TA: Then I was just trying to use that as a muse because I was so overwhelmed and spazzing out, that’s what I had. That was my altered state … Not to get too deep into the complaining about it, but I just had to like find 20 minutes to run over to my rehearsal space and scream into a microphone to try to track the vocals, because it was just impossible for me to block off a day. So John Smart who mixed the record loaned me some gear, and I just had it in my rehearsal space, and then when I had a couple of minutes I’d just go yell.
BS: So I’m a dad too, I’ve got three kids now —
TA: Oh my god, congratulations.
BS: So I’ve been there, I’ve felt that exhaustion and that delirium that sets in after a while. Especially in those early days, it’s like you’ve never done this before and your whole life is in a different pattern.
TA: It does change though, because I feel differently now than I did during that time, by a lot. It’s crazy because I was just having to deal with a lot of things that I wasn’t prepared for and I was just totally losing my shit.
BS: Well, and a lot of it’s just practical considerations. Like you said, you have to find 20 minutes to run off and scream into a mic. Whatever your creative outlet is, you’re kind of having to squeeze it into the time around when your kid needs you. I always like hearing from people about that because I think especially male artists don’t always talk about that. It’s expected of women, maybe, that “Oh, being a mother will change everything,” but so does becoming a dad if you’re doing it right, you know?

- **PROBLEMS TO WORK ON**
1) In the interview, take everything from "BS: So I’ve" down to "a different pattern." and write it out again with "exhaustion" changed to "fatigue".
2) Carry on the interview about parenthood and making music from where it stops.

- **DATASET SECTION**
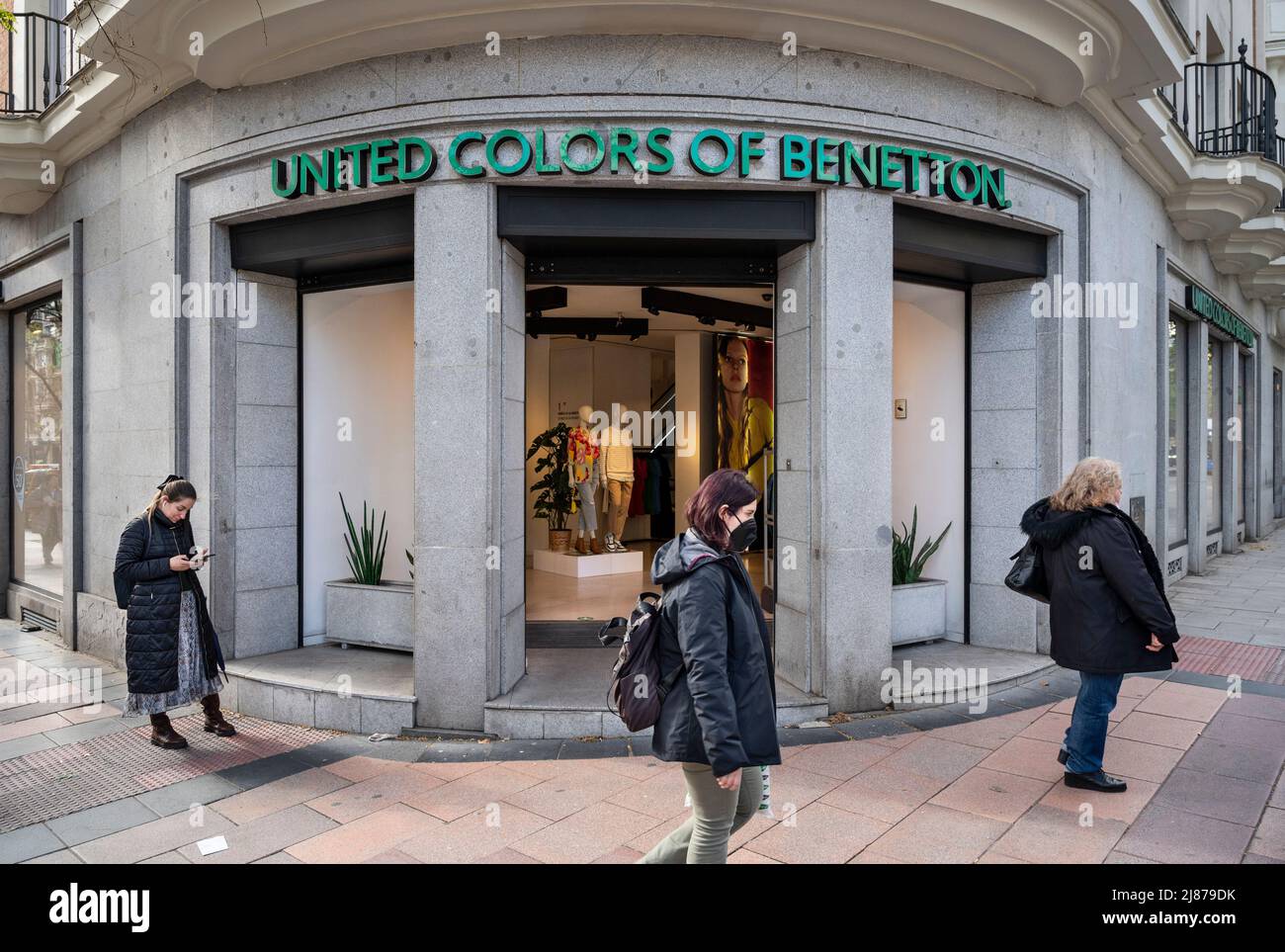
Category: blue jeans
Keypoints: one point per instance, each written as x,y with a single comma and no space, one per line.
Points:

- **WRITTEN RESPONSES**
1)
BS: So I’ve been there, I’ve felt that fatigue and that delirium that sets in after a while. Especially in those early days, it’s like you’ve never done this before and your whole life is in a different pattern.

2)
TA: I know, it was really crazy for us. You know, my wife works nights, I’m a musician, I don’t have another job, I have to take every job I can get, and I live in an expensive place and blah blah blah. So it did not come easy for us — not that it does for anybody — but I had a particularly hard time of it because I really wanted to be part of it, but in the beginning I didn’t fit in.
BS: One thing I’ve noticed is, I’ve been writing a long time, and growing up, I would write something and then I would self-edit a lot of times thinking about “Oh, what are my parents gonna think when they read this?” I’m picturing my mom reading this and maybe I’ll just delete that sentence. And now the thought process and the self-censoring has more to do with, well, my kids are gonna grow up one day and read this and they’re gonna know all this about their dad, and maybe I don’t want to write this.
You don’t seem like someone who self-censors much, at least in your lyrics and your music. Do you have to deal with that or fight that instinct at all when you’re making music?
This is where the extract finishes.